### Material for the task ###

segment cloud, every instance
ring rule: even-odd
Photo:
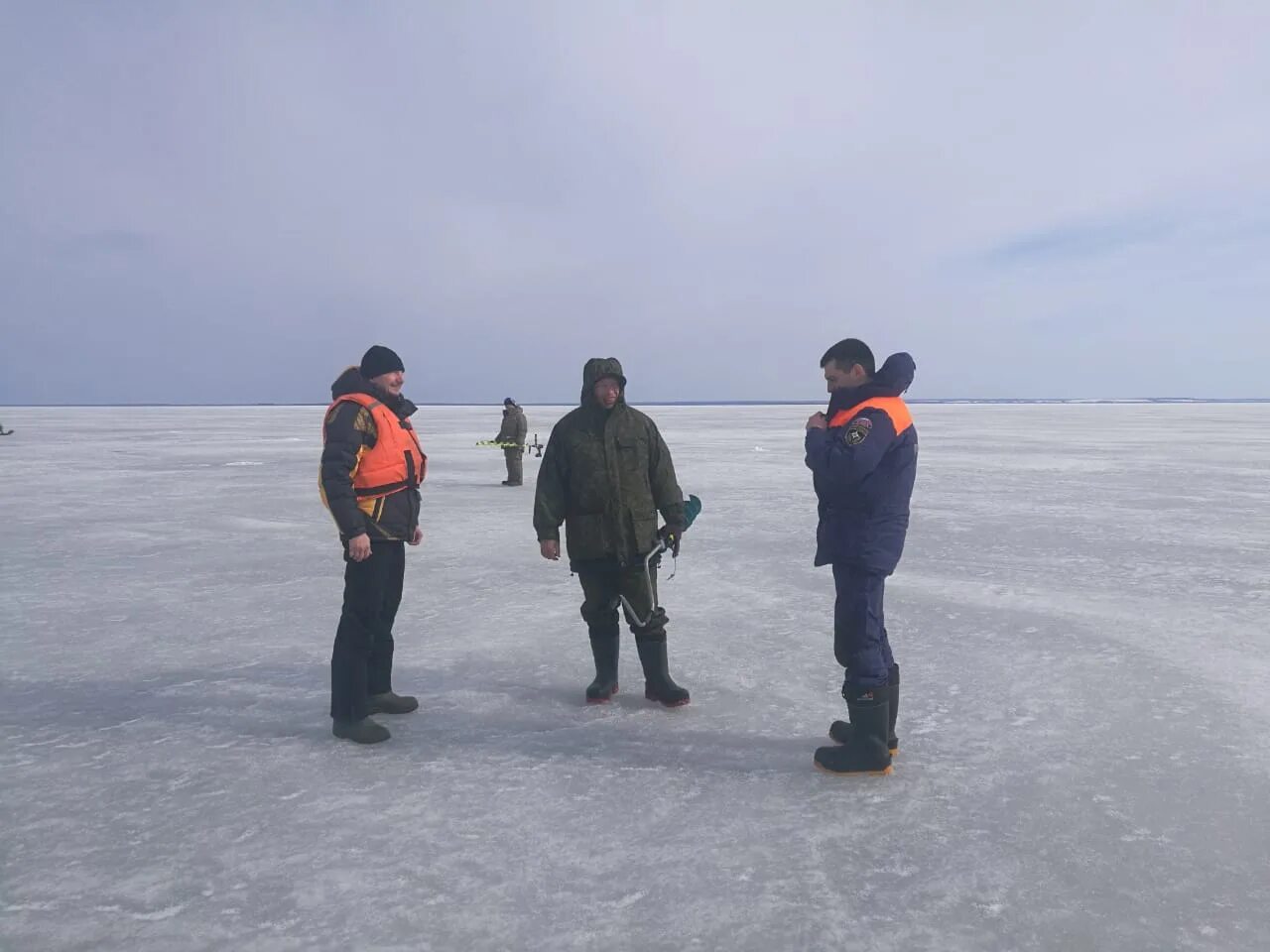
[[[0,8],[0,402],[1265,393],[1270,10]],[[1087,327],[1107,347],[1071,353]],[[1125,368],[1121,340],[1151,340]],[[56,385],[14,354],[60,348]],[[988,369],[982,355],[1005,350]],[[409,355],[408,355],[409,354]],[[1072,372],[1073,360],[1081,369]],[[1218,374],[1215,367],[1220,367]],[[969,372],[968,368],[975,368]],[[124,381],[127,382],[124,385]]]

###
### Material for the task ###

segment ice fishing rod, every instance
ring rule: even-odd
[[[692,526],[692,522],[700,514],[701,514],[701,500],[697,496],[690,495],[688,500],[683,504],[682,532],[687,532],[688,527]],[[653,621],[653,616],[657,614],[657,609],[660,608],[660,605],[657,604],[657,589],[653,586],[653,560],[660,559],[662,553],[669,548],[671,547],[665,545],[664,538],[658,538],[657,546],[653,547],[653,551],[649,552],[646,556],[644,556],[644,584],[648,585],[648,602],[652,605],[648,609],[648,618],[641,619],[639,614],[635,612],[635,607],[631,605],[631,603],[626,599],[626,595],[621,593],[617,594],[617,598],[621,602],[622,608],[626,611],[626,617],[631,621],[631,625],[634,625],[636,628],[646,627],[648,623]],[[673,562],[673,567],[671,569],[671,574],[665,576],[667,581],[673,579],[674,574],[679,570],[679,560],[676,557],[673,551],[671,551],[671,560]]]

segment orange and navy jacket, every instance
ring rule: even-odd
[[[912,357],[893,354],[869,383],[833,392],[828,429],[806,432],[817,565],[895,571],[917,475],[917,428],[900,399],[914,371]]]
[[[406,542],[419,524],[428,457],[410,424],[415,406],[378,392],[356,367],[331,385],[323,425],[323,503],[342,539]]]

###
### Material for the task ###

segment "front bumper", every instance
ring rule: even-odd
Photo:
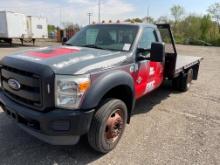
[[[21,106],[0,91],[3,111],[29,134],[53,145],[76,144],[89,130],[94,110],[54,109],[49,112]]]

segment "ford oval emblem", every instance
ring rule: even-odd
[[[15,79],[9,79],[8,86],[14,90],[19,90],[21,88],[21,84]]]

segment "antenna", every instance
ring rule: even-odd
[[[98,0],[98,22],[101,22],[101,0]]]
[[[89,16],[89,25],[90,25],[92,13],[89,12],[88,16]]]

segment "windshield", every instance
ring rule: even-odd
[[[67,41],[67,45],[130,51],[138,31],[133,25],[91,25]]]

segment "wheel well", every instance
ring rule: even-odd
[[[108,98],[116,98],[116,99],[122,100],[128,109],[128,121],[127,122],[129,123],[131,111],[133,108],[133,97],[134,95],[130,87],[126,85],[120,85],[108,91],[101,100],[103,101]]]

###

* [Exercise task]: Identify every line in the material above that contains the string "instance", and copy each of those lines in full.

* [Result of the task]:
segment cloud, every instance
segment ice fishing rod, every instance
segment orange and navy jacket, every instance
segment "front bumper", every instance
segment "ford oval emblem", every instance
segment "antenna", every instance
segment "windshield", every instance
segment "wheel well", every instance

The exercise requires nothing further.